Provided data START
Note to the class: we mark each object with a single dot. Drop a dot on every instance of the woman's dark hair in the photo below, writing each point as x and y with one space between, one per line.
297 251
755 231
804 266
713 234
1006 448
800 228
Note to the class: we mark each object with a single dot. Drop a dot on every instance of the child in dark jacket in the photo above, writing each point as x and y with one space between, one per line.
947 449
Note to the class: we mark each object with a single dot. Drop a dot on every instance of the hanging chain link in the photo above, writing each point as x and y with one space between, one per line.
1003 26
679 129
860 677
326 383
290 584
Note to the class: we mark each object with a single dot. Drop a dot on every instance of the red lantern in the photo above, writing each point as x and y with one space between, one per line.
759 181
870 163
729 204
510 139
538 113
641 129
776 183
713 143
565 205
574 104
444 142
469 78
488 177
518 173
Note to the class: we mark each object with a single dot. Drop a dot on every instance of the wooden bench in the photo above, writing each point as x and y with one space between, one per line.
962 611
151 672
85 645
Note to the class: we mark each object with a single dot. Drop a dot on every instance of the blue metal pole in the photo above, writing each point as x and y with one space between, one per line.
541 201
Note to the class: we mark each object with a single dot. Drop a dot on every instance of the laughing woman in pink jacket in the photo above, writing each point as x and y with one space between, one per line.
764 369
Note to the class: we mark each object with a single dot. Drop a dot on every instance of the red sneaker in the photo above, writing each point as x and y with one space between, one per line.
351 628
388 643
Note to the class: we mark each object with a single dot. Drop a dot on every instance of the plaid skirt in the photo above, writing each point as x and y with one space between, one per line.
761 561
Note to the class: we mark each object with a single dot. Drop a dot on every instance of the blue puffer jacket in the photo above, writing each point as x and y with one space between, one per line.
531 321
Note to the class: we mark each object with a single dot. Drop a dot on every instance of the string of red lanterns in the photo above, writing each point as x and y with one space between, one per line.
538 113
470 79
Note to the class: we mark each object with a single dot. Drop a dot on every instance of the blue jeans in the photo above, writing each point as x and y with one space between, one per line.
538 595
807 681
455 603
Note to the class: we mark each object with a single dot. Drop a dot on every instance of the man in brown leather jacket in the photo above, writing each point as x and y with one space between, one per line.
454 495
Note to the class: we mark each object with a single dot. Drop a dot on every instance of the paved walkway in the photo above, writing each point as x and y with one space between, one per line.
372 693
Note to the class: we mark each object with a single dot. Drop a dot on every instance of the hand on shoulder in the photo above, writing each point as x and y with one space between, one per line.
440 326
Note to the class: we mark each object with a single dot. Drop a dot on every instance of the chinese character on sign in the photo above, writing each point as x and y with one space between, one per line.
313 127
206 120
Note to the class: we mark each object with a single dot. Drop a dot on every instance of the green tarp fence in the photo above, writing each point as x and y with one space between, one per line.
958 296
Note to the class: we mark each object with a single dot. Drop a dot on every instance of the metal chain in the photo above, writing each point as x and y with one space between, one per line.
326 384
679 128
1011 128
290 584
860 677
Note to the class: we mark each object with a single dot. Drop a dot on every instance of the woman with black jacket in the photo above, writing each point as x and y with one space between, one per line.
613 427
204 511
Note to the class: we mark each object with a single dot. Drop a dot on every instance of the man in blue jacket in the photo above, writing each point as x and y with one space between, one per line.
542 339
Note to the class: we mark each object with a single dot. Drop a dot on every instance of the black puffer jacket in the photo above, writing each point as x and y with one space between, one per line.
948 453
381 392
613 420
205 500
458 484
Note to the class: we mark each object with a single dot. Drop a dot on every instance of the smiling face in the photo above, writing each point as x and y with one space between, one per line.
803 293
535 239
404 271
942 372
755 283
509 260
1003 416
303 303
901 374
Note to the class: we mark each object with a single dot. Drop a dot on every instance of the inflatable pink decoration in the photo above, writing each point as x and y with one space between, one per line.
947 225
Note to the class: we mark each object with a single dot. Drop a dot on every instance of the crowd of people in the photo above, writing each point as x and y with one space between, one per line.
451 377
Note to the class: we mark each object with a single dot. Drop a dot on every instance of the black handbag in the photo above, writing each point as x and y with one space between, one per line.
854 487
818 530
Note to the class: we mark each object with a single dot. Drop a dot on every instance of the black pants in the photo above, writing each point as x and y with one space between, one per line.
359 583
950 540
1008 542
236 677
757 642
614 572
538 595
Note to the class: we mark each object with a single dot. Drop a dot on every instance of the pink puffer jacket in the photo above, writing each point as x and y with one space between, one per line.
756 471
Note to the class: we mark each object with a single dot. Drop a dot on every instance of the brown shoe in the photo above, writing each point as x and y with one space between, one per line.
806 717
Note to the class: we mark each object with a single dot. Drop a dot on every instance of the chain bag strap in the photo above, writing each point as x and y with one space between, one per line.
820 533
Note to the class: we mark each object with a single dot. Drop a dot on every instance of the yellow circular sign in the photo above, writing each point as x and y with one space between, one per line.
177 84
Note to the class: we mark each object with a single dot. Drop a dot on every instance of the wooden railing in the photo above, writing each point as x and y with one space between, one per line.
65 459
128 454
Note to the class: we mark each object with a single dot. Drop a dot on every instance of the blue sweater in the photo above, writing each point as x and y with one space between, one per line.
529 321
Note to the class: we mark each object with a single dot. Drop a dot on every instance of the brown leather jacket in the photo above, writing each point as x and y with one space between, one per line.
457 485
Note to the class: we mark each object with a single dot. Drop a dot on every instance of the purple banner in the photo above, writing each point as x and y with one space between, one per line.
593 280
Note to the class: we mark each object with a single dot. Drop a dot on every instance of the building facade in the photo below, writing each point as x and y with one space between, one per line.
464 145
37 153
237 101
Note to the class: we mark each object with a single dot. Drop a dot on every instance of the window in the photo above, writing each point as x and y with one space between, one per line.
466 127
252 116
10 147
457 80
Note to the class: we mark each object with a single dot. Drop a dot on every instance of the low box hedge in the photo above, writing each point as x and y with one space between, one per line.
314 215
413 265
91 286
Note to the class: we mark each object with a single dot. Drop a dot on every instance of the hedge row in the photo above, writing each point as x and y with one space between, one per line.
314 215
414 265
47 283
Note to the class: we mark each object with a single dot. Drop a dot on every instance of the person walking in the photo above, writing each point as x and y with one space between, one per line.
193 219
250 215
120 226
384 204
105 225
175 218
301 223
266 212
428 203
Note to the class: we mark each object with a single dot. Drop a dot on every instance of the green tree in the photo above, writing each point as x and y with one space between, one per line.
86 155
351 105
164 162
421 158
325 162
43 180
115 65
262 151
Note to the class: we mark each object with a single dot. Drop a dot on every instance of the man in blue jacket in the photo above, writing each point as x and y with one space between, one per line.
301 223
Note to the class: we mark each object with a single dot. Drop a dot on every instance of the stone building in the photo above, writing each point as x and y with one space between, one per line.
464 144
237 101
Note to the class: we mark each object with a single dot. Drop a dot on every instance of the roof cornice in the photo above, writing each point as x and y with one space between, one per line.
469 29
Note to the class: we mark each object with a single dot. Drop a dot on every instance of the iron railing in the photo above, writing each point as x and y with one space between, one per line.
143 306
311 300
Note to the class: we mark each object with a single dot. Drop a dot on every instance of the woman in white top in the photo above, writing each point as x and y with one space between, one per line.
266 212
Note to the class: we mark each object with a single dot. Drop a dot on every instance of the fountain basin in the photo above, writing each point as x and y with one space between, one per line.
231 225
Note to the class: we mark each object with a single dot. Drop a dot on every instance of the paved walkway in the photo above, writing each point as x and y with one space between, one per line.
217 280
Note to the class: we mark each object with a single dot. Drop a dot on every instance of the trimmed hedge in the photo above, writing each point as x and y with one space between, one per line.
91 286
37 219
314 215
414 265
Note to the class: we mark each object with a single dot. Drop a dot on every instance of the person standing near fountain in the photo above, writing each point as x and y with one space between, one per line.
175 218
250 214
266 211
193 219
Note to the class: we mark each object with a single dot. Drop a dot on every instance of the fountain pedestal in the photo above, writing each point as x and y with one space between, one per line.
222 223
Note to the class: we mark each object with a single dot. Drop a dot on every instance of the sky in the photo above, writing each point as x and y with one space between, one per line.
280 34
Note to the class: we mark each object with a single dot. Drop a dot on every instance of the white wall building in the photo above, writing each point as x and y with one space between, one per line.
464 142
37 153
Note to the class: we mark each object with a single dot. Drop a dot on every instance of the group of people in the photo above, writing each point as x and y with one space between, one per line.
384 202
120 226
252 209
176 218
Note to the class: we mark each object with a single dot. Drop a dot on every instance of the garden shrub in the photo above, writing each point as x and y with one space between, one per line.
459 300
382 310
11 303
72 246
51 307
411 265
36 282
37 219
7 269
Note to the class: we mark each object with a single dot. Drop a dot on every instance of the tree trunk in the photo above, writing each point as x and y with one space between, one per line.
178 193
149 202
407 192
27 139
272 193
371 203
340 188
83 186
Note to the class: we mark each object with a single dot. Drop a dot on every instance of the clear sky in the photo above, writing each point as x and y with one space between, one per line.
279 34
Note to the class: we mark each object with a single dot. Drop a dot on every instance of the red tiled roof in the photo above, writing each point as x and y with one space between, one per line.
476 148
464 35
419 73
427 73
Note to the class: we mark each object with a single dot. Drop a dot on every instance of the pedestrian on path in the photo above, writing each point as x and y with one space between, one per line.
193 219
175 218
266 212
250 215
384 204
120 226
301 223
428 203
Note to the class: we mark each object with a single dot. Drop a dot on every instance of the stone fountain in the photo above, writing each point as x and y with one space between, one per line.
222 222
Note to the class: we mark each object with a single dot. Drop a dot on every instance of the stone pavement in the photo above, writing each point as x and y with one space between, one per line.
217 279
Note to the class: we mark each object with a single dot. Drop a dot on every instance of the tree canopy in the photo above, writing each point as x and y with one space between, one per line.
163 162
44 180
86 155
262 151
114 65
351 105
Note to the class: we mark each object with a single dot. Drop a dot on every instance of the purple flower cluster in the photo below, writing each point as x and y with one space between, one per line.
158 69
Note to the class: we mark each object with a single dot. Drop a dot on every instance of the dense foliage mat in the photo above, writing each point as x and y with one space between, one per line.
Provided data END
▶ _Problem details_
Exactly as written, give the line containing "the red tiled" and all remaining lines of the records.

▶ _Result for this exercise_
Note to the class: we mark each object with a single dot. Drop a dot on every instance of the red tiled roof in the photo above, writing each point as x and y with one space between, one per line.
476 148
464 35
419 73
427 73
Note to the class: we mark each object with a single dot. Drop a dot on every instance of the pedestrian on path in the photo above, writing each point as x and y with one space between, one per line.
193 219
175 218
266 212
250 215
384 204
120 226
301 223
428 203
Note to the class: we mark each object with a single dot. Drop a dot on every instance of the stone fountain in the photo above, writing each point as x and y with one space between, one per line.
222 222
Note to the class: we mark each object with a single dot. Drop a dot on every instance of the stone pavement in the photo above, writing each point as x and y with one space between, one per line.
217 279
Note to the class: we mark each object with a single dot. Drop a dot on every instance of the tree canopy in the photo above, writing each point as x and y with one space between, one per line.
163 162
44 180
86 155
262 151
114 65
351 105
Note to the class: we mark each object with a single dot. Drop a dot on every instance of the purple flower cluster in the photo below, writing each point as x and y with one space between, one per line.
158 69
Note to the class: we mark each object with a single dot. Drop a dot on every instance of the dense foliage mat in the photo above, writing each point as x and y with one space between, one per line.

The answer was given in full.